TASK STATEMENT → Starting with the line containing "Give bounding boxes for each patch" and going on through the last of the lines, rewrite those lines with "turquoise" swapped for "teal", leaving everything else unchanged.

DATA PROVIDED →
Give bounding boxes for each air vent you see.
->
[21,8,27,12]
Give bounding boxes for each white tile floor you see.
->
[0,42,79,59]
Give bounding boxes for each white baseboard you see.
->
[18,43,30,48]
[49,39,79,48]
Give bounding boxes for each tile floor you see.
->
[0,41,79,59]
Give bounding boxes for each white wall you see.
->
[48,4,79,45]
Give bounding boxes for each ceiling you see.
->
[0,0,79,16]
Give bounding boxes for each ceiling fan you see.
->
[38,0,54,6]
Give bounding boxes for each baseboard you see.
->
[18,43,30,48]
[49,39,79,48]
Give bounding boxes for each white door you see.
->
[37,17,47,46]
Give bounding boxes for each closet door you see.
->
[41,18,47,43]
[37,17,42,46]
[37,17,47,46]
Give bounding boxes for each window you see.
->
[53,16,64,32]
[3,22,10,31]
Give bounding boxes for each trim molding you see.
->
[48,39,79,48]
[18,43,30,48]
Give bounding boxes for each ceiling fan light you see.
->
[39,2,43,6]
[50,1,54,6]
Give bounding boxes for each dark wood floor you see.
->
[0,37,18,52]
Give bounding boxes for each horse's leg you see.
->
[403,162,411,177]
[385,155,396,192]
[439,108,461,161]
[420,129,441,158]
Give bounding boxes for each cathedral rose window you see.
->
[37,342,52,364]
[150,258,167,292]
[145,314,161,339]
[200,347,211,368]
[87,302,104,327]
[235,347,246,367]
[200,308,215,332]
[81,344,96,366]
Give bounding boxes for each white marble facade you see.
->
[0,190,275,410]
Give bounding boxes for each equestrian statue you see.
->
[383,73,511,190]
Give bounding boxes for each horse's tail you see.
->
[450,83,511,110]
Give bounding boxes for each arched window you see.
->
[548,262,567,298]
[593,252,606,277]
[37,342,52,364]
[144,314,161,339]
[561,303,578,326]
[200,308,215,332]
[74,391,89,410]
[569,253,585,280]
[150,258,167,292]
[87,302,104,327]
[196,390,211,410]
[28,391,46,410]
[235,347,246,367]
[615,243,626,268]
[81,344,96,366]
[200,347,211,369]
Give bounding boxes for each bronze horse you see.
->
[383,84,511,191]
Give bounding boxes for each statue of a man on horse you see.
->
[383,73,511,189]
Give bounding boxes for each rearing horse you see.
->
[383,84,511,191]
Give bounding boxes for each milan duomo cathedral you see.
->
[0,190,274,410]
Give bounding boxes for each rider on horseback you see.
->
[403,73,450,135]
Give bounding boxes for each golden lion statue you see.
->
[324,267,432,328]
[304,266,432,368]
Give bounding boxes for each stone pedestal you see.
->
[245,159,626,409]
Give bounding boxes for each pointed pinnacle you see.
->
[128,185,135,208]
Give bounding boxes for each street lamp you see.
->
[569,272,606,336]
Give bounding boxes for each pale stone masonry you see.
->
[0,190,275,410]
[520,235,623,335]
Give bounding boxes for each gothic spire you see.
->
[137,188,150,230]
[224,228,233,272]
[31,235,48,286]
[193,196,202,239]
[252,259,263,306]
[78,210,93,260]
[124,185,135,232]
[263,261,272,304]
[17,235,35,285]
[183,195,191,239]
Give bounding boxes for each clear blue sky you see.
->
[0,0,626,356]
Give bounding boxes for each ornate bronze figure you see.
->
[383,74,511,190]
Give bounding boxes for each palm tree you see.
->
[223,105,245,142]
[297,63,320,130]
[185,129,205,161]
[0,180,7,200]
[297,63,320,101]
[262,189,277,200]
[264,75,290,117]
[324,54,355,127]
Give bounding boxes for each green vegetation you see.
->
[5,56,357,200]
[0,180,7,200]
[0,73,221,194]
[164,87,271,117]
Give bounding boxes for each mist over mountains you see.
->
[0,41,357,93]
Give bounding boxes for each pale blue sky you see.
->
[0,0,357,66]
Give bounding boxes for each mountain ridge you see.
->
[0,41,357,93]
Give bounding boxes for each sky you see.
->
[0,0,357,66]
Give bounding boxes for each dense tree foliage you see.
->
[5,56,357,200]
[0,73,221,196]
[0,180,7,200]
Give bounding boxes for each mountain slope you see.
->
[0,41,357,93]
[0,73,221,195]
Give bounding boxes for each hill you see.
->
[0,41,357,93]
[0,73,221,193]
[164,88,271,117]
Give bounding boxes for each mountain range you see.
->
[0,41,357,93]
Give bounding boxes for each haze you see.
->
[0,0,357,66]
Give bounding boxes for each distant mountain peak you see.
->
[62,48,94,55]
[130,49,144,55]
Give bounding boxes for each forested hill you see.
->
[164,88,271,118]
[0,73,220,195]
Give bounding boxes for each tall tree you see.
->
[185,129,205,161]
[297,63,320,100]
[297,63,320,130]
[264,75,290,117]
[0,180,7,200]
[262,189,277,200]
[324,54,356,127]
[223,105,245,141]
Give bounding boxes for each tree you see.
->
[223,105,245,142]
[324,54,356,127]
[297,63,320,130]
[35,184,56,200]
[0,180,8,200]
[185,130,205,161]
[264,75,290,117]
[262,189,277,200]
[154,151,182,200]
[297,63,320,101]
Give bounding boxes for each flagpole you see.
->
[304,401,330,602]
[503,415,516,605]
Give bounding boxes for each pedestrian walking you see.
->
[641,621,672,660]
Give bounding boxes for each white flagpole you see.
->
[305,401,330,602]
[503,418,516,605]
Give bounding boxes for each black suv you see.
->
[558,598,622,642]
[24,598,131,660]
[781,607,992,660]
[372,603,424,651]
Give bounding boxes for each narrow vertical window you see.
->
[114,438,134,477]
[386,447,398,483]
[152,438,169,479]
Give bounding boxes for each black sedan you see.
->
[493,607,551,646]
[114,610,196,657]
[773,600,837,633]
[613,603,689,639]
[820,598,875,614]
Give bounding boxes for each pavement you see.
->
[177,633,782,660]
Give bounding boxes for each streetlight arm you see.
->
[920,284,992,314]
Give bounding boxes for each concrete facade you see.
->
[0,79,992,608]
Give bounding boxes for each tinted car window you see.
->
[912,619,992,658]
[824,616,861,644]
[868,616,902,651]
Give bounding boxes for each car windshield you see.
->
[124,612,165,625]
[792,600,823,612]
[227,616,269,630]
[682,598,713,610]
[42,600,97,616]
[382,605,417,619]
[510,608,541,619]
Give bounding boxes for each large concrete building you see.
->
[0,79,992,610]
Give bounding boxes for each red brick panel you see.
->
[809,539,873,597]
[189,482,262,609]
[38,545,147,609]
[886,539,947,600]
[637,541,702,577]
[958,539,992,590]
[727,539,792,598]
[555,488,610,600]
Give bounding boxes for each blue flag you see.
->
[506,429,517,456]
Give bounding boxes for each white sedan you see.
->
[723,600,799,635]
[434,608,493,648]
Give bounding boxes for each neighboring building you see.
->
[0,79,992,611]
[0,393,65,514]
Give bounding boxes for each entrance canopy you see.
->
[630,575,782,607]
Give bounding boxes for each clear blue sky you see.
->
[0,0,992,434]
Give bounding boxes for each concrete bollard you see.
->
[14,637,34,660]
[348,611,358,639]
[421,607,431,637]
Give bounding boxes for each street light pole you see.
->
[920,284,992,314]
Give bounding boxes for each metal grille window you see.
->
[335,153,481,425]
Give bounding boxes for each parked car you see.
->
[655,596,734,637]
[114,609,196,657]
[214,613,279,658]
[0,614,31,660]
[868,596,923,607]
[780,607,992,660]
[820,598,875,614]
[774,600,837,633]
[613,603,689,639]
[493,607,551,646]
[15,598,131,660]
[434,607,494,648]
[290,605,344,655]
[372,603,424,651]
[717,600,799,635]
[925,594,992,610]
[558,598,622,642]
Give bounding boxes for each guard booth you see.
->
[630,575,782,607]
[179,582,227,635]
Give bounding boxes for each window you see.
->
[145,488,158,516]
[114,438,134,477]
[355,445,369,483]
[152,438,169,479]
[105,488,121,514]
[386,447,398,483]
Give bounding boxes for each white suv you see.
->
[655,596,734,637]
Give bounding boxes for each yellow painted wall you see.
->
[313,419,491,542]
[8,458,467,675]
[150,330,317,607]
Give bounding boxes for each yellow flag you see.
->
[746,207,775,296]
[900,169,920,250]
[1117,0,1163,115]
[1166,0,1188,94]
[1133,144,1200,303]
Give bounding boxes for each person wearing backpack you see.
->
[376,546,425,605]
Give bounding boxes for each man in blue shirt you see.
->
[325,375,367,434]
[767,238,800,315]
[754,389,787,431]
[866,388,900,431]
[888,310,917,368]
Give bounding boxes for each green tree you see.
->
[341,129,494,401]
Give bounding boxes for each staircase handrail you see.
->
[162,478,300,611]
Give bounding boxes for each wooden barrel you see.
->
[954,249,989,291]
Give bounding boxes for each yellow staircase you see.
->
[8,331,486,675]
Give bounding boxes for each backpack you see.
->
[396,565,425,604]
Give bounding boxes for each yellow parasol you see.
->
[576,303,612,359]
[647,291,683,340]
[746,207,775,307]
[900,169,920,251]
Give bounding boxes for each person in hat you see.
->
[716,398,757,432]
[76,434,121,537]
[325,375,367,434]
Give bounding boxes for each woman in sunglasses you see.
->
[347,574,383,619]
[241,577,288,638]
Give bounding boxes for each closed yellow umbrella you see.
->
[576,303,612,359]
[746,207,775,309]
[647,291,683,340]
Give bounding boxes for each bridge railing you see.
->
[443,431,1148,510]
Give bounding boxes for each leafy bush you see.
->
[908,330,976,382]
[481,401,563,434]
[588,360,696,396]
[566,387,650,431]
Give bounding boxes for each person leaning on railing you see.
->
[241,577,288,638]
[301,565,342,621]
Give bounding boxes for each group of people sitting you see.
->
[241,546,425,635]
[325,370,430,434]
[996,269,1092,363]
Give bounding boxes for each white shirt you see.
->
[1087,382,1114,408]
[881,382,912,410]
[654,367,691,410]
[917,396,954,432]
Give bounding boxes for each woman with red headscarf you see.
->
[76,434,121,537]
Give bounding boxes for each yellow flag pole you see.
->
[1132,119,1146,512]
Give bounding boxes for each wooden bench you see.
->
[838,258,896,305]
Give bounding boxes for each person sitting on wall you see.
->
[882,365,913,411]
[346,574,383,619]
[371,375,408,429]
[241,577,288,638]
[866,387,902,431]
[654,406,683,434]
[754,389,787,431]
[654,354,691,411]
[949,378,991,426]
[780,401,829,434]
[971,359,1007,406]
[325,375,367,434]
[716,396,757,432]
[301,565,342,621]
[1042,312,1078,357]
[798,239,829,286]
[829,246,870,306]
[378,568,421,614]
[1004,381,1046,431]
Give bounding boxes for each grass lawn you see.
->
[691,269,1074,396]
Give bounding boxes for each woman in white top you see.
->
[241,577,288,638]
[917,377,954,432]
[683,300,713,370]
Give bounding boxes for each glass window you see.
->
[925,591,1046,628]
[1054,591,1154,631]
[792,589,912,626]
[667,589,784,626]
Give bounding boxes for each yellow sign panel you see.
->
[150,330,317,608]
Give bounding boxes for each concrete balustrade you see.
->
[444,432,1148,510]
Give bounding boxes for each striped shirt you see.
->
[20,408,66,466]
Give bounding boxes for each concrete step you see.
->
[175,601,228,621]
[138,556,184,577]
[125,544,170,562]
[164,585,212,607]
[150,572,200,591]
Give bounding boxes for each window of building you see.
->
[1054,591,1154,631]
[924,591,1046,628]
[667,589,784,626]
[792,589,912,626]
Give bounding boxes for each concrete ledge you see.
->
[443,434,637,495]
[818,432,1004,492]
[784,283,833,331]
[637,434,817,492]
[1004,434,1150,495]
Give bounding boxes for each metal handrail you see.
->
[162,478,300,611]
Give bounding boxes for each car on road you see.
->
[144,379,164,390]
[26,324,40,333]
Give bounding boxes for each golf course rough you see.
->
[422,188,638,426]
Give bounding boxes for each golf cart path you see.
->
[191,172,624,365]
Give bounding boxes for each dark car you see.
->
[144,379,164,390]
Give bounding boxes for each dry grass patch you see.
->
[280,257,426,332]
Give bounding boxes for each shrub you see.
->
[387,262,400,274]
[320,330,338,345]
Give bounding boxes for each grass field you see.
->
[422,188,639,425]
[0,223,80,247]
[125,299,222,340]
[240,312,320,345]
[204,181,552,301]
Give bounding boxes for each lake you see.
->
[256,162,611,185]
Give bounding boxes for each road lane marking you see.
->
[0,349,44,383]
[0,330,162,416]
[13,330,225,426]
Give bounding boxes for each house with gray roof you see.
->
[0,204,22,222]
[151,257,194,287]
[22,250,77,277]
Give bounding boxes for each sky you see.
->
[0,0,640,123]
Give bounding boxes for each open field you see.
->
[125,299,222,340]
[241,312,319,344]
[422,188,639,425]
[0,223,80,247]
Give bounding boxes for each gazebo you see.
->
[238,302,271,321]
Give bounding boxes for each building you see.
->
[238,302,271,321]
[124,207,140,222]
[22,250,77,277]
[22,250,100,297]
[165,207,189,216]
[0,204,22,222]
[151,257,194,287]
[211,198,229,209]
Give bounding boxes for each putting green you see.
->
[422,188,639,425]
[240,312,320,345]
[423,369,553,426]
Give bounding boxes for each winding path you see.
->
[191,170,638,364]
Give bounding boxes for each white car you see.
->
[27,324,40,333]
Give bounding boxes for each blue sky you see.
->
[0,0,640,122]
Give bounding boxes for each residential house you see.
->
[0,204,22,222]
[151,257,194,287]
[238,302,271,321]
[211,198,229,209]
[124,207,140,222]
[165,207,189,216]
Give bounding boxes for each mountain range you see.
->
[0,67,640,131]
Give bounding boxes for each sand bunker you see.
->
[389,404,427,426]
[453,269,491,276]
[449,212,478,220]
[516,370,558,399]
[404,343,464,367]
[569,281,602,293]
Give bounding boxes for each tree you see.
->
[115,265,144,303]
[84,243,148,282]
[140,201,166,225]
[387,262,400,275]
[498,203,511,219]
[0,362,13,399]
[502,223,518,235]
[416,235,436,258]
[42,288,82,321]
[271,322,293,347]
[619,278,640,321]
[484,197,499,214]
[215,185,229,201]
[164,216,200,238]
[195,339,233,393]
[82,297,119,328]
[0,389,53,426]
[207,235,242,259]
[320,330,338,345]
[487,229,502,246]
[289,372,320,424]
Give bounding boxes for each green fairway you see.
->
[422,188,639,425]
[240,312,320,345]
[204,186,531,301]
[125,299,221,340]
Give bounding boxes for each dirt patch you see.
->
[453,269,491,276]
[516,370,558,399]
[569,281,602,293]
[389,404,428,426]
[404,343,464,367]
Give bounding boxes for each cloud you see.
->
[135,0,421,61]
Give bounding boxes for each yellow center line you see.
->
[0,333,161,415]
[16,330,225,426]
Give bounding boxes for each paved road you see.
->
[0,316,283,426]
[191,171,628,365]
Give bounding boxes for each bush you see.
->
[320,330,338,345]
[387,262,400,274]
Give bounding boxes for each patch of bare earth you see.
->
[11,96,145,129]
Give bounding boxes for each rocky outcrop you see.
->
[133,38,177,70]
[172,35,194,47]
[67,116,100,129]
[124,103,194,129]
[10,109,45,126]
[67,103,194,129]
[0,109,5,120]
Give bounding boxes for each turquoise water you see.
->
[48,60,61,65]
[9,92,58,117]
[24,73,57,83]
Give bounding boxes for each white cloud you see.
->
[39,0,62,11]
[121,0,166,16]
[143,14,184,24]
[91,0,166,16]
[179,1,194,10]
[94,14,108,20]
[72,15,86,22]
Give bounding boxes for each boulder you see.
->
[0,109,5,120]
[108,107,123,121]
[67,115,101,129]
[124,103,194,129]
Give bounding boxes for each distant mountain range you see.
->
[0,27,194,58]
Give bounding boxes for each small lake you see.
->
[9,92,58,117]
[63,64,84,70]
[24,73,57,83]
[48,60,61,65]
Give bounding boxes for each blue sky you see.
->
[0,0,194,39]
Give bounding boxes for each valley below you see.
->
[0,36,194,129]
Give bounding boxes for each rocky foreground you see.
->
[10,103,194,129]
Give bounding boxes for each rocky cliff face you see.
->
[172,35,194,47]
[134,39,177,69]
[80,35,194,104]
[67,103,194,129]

COMPLETED EXERCISE →
Give bounding boxes for each patch of bare earth you see.
->
[11,96,145,129]
Give bounding boxes for each rocky outcrop you see.
->
[133,38,177,70]
[172,35,194,47]
[67,116,100,129]
[124,103,194,129]
[10,109,45,126]
[67,103,194,129]
[0,109,5,120]
Give bounding boxes for each teal water you see.
->
[48,60,61,65]
[9,92,58,117]
[24,73,57,83]
Give bounding boxes for each white cloud you see.
->
[39,0,62,11]
[121,0,166,16]
[143,14,184,24]
[91,0,166,16]
[179,1,194,10]
[94,14,108,20]
[72,15,86,22]
Give bounding boxes for each boulder you see.
->
[0,109,5,120]
[108,107,123,121]
[67,115,101,129]
[124,103,194,129]
Give bounding boxes for each distant mountain range you see.
->
[0,27,194,58]
Give bounding boxes for each small lake you see.
->
[9,92,58,117]
[63,64,84,70]
[24,73,57,83]
[48,60,61,65]
Give bounding boxes for each blue sky you see.
->
[0,0,194,39]
Give bounding boxes for each valley below you see.
->
[0,36,194,129]
Give bounding boxes for each rocky foreground you see.
->
[10,103,194,129]
Give bounding boxes for each rocky cliff face you see.
->
[172,35,194,47]
[134,39,177,69]
[80,35,194,104]
[67,103,194,129]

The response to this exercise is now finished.